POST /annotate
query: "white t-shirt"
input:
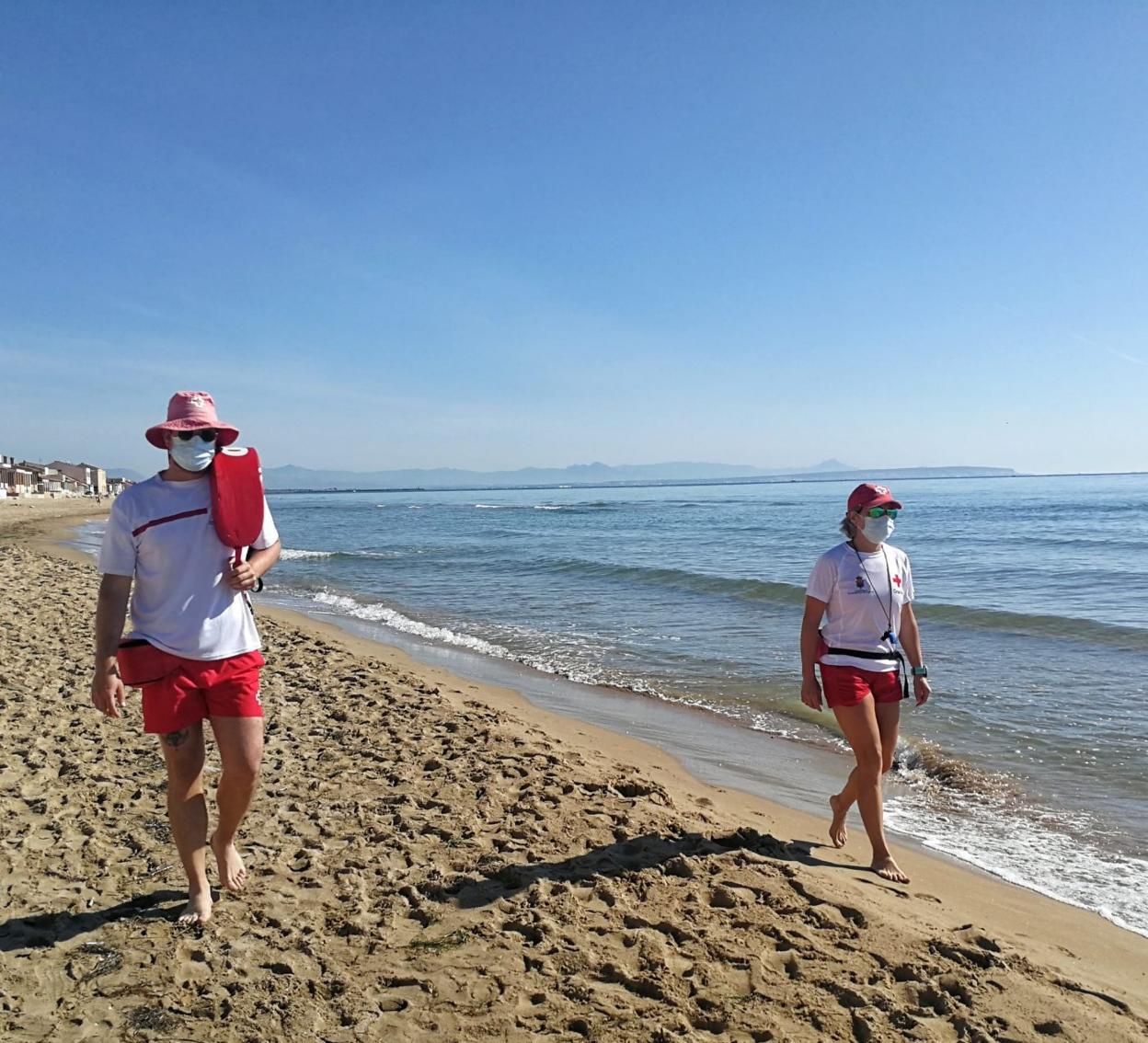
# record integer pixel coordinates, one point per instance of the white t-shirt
(864, 594)
(161, 533)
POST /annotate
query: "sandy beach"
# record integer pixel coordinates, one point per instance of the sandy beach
(436, 860)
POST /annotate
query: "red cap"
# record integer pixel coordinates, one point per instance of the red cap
(871, 496)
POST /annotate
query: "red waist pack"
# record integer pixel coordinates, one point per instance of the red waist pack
(142, 663)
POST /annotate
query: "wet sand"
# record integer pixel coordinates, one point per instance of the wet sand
(431, 858)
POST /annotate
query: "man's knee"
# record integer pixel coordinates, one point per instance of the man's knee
(184, 754)
(244, 768)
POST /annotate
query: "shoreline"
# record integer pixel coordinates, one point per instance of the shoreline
(614, 833)
(654, 722)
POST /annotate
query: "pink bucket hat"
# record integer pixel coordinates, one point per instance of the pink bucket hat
(190, 411)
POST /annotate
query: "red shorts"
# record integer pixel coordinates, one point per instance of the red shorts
(850, 685)
(198, 689)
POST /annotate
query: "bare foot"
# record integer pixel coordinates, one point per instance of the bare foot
(837, 832)
(232, 873)
(889, 870)
(198, 910)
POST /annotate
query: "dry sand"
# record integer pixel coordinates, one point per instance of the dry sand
(434, 860)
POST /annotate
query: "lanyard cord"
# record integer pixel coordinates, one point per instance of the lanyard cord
(888, 636)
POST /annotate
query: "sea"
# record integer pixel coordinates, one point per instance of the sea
(1031, 759)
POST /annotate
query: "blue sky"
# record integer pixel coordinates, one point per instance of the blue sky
(495, 235)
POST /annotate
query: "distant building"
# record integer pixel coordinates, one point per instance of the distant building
(98, 478)
(49, 481)
(14, 478)
(92, 480)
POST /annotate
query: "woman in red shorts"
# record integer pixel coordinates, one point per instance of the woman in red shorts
(862, 589)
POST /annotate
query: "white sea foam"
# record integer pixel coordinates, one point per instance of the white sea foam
(1047, 857)
(406, 625)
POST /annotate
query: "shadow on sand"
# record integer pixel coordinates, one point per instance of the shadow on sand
(625, 856)
(50, 928)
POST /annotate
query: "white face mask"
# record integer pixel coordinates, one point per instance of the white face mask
(194, 454)
(878, 529)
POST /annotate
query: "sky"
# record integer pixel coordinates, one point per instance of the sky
(505, 235)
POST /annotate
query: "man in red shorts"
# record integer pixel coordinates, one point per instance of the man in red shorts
(189, 599)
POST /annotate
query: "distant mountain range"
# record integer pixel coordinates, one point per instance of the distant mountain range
(593, 474)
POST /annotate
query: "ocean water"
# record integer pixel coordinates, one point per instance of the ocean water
(1030, 761)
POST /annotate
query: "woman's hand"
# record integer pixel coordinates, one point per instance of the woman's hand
(810, 693)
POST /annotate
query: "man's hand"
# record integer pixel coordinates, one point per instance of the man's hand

**Directions for this task**
Using the material above, return every line exactly as it appears, minus the pictures.

**Task response**
POST /annotate
query: "white t-shirt"
input:
# record integer pixel coordinates, one point per instance of the white t-shirt
(864, 594)
(161, 533)
POST /annotate
query: "sandy beach"
# record integer pixel coordinates, one point per instance of the sandy beach
(436, 860)
POST /annotate
query: "red cap"
# record integer pixel coordinates, one point per instance of the red cap
(871, 496)
POST /annotate
query: "red waist pack"
# record integer pixel coordinates, one point per instance of the red waist pack
(142, 663)
POST /annotate
query: "wet sand"
# record integer pixel coordinates, one point per instance of the wet sand
(431, 858)
POST /annotate
query: "man's knee"
# record integer pixel coordinates, one point per instance of the man's knee
(184, 754)
(244, 768)
POST /annotate
query: "shoreline"
# record integer pixel coordinates, one point per instance of the shoreline
(614, 833)
(654, 722)
POST /annotate
query: "pink bucket hat"
# record integer pixel coordinates, one point per instance of the pink bucket hat
(190, 411)
POST /annotate
query: "red shorts"
# record integer pixel coordinates, one point per instance of the red shorts
(850, 685)
(198, 689)
POST /annotate
query: "bare foot"
# record integer pixel coordinates, one point per instance of the bare foot
(837, 832)
(232, 873)
(889, 870)
(198, 910)
POST /annotate
query: "dry sand"
# record integer pixel coordinates, one point per instance of the dry sand
(434, 860)
POST /annotate
query: "lanyard cord"
# record integer pixel coordinates, one point per instance of the lanyard cord
(888, 636)
POST /annotate
query: "sea"
# record integer pixel coordinates, one point per instance of the sea
(1031, 759)
POST /annotate
query: "blue sky"
# record integer pixel coordinates, one point per instance of the blue sky
(495, 235)
POST /annotate
query: "distant building"
# record integer pixel coordinates, one point per instance of the distant building
(98, 478)
(49, 481)
(14, 478)
(92, 480)
POST /annotate
query: "woman in red shorts"
# record integer pixel coordinates, one point per instance of the woman in red shorts
(862, 589)
POST /annotate
query: "white sea foam"
# record integer pixel coordinates, one point per instance of the white sea foam
(1047, 857)
(406, 625)
POST /annotate
query: "shadow on sand"
# record integer pixel coordinates, one point per instance of the shadow on sand
(625, 856)
(50, 928)
POST /annotate
query: "white face mask"
# record integer pixel coordinates, one point per instance of the white face mask
(194, 454)
(878, 529)
POST /annotate
query: "sky"
# record integer pixel coordinates, one point per instance of the sky
(505, 235)
POST /annotate
query: "man in red shorts"
# record integer pixel coordinates, one point per instance of the man in red shorts
(189, 599)
POST /annotate
query: "distant mountain range"
# record integer pixel coordinates, one point per instance of the distant mountain range
(593, 474)
POST /annotate
query: "ocean water"
# record integer pixel coordinates, one point per instance of the ocean water
(1030, 761)
POST /annotate
query: "woman's hand"
# record integer pixel coordinates, one point per instance of the woman's hand
(810, 693)
POST /annotate
query: "man's hand"
# record integer pixel coordinates, one point per instance of the man's hand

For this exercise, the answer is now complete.